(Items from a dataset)
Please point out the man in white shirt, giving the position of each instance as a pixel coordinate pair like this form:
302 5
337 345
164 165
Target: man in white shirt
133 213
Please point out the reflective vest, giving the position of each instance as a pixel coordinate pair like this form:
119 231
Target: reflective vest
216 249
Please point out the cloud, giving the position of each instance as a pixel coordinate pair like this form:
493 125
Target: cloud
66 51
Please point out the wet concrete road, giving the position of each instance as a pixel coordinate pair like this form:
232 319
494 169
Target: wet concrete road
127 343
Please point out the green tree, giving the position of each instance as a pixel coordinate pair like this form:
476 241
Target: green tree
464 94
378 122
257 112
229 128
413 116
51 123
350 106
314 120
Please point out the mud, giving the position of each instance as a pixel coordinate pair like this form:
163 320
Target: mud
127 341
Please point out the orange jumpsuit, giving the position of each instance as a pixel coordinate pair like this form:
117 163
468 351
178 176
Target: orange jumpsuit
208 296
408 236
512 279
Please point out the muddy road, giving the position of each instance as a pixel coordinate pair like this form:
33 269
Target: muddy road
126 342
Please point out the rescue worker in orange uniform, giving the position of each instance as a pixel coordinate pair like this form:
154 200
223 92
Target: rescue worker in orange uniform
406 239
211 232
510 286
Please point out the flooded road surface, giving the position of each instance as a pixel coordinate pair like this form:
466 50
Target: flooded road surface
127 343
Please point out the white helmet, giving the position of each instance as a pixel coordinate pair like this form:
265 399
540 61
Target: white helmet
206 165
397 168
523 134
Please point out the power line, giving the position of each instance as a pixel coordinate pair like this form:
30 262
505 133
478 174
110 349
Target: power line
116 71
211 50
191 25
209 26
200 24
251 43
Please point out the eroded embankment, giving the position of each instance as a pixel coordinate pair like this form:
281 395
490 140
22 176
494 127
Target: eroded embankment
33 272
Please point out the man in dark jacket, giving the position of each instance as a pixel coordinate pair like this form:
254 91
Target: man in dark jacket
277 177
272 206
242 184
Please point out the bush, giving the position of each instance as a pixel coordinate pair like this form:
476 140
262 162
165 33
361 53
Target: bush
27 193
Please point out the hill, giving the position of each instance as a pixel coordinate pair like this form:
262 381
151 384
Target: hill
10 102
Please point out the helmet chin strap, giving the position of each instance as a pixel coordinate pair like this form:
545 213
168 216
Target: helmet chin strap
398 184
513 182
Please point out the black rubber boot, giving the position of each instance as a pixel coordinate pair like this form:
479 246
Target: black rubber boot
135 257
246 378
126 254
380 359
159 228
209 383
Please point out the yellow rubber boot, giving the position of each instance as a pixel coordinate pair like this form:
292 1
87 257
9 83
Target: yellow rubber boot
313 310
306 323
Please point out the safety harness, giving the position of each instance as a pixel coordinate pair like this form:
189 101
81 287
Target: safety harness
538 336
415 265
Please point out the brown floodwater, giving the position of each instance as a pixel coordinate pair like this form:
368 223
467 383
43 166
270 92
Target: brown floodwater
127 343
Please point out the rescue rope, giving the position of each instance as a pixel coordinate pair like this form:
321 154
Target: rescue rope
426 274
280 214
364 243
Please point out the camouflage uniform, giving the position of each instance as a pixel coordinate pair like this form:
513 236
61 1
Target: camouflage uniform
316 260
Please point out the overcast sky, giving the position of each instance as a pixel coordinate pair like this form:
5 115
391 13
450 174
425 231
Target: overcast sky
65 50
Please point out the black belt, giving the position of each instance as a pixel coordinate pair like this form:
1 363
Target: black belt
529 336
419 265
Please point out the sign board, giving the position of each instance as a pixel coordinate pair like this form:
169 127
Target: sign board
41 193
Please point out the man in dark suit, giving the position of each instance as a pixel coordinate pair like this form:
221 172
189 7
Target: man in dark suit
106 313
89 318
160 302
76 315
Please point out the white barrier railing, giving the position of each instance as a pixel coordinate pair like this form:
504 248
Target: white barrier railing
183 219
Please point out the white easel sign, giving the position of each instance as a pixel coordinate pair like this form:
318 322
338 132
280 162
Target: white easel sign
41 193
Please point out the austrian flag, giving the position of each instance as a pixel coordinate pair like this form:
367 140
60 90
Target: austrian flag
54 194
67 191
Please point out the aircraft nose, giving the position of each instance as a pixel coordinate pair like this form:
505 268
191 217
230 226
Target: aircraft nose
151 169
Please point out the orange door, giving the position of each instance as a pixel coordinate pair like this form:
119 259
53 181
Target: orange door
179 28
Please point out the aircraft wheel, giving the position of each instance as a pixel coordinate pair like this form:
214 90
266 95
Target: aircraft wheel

◆ YOUR ASSIGNMENT ◆
An exact transcription of every record above is required.

◆ EXERCISE RESULT ◆
Please point out the man in white shirt, giving the position of each instance as a pixel coordinate pair like this form:
302 5
337 345
164 165
Target: man in white shirt
133 213
Please point out the reflective vest, giving the position of each instance as a pixel coordinate pair like this form:
119 231
Target: reflective vest
216 249
Please point out the cloud, giving the position of each instance as a pixel coordinate pair like this form:
493 125
Target: cloud
66 51
Please point out the wet concrete road, giving the position of each instance as a pixel coordinate pair like this form:
232 319
494 169
Target: wet concrete road
127 343
Please point out the green tree, giving the position of each instance as a pixel coordinate pair like this form:
476 241
Target: green tree
464 94
378 122
257 112
229 128
413 116
51 123
350 106
314 120
Please point out the mud, giving the position of each instance as a pixel coordinate pair like this form:
163 320
Target: mud
127 341
Please point out the orange jumpsuit, giving the position of each instance as a pixel coordinate pair like this form:
117 163
468 351
178 176
Target: orange jumpsuit
208 296
408 236
512 279
Please point out the muddy road, giving the position of each instance as a pixel coordinate pair like this form:
33 269
Target: muddy road
126 342
Please point out the rescue worker in orange uniform, giving the position of each instance as a pixel coordinate pair like this form:
154 200
223 92
Target: rescue worker in orange uniform
406 239
211 232
510 286
Please point out the flooded road surface, giving the position of each instance as a pixel coordinate pair like this form:
466 50
Target: flooded road surface
127 343
Please point out the white helmet, giving the position of each instance as a pixel coordinate pair like this form:
265 399
540 61
Target: white helmet
206 165
397 168
523 134
Please point out the power line, giving the position of each instance as a pixel coordinate pair like this form:
30 262
505 133
478 174
110 349
Target: power line
116 71
211 50
191 25
209 26
200 24
251 43
Please point out the eroded embankment, giving the position of each instance as a pixel coordinate pair like this form:
281 395
490 140
22 176
494 127
Target: eroded embankment
33 272
Please point out the man in dark jacket, giving the position of each instance as a pixel coordinate pair like this form:
254 91
Target: man in dark jacket
277 177
272 206
242 184
Please point out the bush, giving the position of each instance as a pixel coordinate pair like this form:
476 140
262 162
165 33
361 53
Target: bush
27 193
Please point out the hill, giving the position of each instance as a pixel coordinate pair like this form:
262 381
151 384
Target: hill
10 102
Please point out the helmet chin strap, giving the position of each instance as a pixel coordinate pair like this form:
545 213
168 216
Target: helmet chin strap
398 184
513 182
Please point out the black rubber boot, giving the position of each instance as a pixel coordinate pair like this form:
479 246
Target: black rubber boot
135 257
246 378
126 254
380 359
159 228
209 383
Please point out the yellow rubber boot, giving the position of each instance as a pixel coordinate pair like this form:
292 1
87 257
9 83
Target: yellow rubber boot
313 310
306 323
Please point out the safety harness, giving the position of each instance as a pixel coordinate pair like this form:
189 101
81 287
Target: safety harness
538 336
415 265
Please point out the brown floodwater, giving the position of each instance as a pixel coordinate pair like this form:
368 223
467 383
43 166
270 92
Target: brown floodwater
127 343
Please point out the rescue rope, giving the position of each instance as a pixel coordinate pair like this form:
321 154
Target: rescue rope
426 274
280 214
364 243
Please point out the camouflage uniform, giving the position of each instance as a pixel coordinate pair like this form:
513 236
61 1
Target: camouflage uniform
316 260
Please point out the overcast sky, giving the position of each instance as a pixel coordinate pair like this form:
5 115
391 13
450 174
425 231
Target: overcast sky
65 50
Please point out the black belt, giving the position of each instance as a pixel coordinate pair like this form:
1 363
Target: black belt
529 336
419 265
Please point out the sign board, giving the position of each instance as a pixel coordinate pair like this form:
169 127
Target: sign board
41 193
Please point out the man in dark suit, giving the position of each instance as a pixel coordinate pair like this form:
221 172
189 7
Target: man in dark suit
106 313
89 318
160 302
76 315
Please point out the white barrier railing, giving the position of each instance as a pixel coordinate pair like this form:
504 248
Target: white barrier railing
183 219
Please point out the white easel sign, giving the position of each instance as a pixel coordinate pair like this form:
318 322
338 132
280 162
Target: white easel sign
41 193
Please point out the austrian flag, giving the position of each instance as a pixel coordinate pair like this form:
367 140
60 90
Target: austrian flag
54 194
67 191
Please point out the aircraft nose, giving the position of each instance as a pixel coordinate pair like this form:
505 268
191 217
230 226
Target: aircraft nose
151 169
Please point out the orange door, giving the position of each instance as a pixel coordinate pair like this form:
119 259
53 181
Target: orange door
179 28
Please point out the aircraft wheel, giving the position of each instance as a pixel coordinate pair like this form:
214 90
266 95
Target: aircraft wheel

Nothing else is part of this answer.